======== Exercise data ========

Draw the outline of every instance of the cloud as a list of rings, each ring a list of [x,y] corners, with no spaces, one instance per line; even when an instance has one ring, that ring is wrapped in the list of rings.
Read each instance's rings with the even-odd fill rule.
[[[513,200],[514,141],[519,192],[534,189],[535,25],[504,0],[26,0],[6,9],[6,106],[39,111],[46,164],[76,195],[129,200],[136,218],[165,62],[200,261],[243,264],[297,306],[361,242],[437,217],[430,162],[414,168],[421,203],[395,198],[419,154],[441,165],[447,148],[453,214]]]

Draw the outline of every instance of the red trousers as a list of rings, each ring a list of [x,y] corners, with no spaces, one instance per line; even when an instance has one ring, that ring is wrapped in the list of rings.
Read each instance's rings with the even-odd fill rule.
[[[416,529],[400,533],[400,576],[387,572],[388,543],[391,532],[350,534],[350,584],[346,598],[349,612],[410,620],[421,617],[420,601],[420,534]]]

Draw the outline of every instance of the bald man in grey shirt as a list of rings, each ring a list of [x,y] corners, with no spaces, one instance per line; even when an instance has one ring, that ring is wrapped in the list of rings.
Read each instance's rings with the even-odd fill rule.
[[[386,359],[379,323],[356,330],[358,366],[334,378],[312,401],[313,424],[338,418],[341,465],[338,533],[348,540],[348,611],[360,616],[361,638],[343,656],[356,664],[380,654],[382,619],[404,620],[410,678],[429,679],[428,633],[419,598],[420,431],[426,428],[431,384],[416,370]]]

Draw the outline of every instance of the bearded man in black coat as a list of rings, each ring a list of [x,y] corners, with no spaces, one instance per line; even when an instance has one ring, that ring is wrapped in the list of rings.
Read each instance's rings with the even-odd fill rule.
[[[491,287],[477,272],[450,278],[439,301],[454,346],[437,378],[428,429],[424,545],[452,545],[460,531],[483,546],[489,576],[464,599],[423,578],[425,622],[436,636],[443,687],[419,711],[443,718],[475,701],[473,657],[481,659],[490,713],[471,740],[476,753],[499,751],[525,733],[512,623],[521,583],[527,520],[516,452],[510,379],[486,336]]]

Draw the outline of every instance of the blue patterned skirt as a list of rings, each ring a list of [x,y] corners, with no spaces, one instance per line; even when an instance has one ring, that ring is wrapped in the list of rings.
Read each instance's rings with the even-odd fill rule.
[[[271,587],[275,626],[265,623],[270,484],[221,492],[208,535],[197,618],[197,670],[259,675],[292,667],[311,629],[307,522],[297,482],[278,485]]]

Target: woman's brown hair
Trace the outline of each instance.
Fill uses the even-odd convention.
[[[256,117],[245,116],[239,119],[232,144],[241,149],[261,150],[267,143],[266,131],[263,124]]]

========

* Exercise details
Reproduce verbatim the stretch of lines beginning with the one containing "Draw the outline of every instance of the bald" and ending at the close of the entries above.

* Solution to this exercise
Draw the outline of every instance of the bald man in grey shirt as a list of rings, each ring a list of [x,y] corners, with no spaces, one instance per line; even when an instance has one ring, that ring is wrapped in the list of rings.
Read each instance's rings with the even-odd fill rule.
[[[386,359],[379,323],[356,330],[358,366],[334,378],[312,401],[313,424],[338,418],[341,465],[338,533],[348,540],[348,611],[360,616],[361,638],[343,656],[356,664],[380,654],[382,619],[404,620],[410,678],[429,679],[428,633],[419,598],[420,431],[426,428],[431,384],[416,370]]]

Draw the outline of every instance of the bearded man in black coat as a list of rings, each ring a list of [x,y] corners, with no spaces, one instance per line; even when an instance has one ring, that ring is wrapped in the list of rings.
Read each instance's rings with the even-odd fill rule.
[[[491,287],[477,272],[450,278],[439,301],[454,346],[437,378],[428,429],[424,545],[452,545],[460,531],[483,546],[489,576],[464,599],[423,578],[425,622],[436,636],[443,687],[419,711],[443,718],[475,701],[473,657],[481,659],[490,713],[471,740],[476,753],[499,751],[525,733],[512,623],[521,583],[527,520],[516,452],[510,379],[486,336]]]

Draw the outline of every instance of the blue patterned skirt as a list of rings, each ring a list of [x,y] corners, with no spaces, one instance per line; even when an instance has one ring, that ring is wrapped in the list of rings.
Read each instance's rings with the even-odd fill rule.
[[[271,587],[275,626],[265,623],[270,484],[221,492],[208,535],[197,618],[197,670],[259,675],[292,667],[311,629],[307,522],[297,482],[278,485]]]

Target: woman's brown hair
Trace the outline of each instance.
Fill uses the even-odd convention.
[[[256,117],[245,116],[239,119],[232,144],[241,149],[261,150],[267,143],[266,131],[263,124]]]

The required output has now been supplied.